Identify each line in the listing below that contains the string "target", and copy those lines.

Dataset excerpt:
************
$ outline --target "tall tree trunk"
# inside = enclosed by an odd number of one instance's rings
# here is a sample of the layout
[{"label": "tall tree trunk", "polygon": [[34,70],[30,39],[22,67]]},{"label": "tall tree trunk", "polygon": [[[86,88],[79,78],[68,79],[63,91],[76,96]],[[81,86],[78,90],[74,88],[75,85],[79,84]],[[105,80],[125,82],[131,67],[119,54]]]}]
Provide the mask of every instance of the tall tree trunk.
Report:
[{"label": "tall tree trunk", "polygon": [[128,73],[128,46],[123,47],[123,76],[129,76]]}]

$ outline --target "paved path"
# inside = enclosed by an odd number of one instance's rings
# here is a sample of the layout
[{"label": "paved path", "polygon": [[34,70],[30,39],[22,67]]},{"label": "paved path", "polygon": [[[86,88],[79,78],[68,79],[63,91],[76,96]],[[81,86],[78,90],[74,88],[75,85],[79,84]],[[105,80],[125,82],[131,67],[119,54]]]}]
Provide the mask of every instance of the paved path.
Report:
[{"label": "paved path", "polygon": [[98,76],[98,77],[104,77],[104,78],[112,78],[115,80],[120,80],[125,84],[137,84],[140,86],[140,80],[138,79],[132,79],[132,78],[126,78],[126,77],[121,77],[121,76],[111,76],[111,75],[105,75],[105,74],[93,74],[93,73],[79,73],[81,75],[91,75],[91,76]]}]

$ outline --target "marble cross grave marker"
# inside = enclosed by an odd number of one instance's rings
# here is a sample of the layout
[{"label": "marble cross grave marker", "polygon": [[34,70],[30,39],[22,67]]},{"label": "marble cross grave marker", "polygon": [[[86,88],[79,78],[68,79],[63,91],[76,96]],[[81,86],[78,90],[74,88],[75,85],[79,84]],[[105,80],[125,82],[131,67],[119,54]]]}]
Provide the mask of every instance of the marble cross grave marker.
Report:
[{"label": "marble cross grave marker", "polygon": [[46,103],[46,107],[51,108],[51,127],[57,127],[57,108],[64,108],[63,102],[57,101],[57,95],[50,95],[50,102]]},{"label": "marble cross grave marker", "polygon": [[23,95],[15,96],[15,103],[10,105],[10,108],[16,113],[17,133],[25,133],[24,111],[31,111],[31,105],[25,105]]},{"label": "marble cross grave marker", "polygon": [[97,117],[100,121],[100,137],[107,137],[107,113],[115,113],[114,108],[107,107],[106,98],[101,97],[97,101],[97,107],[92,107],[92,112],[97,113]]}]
************
> _Result of this exercise_:
$ outline --target "tall tree trunk"
$ outline --target "paved path"
$ outline --target "marble cross grave marker"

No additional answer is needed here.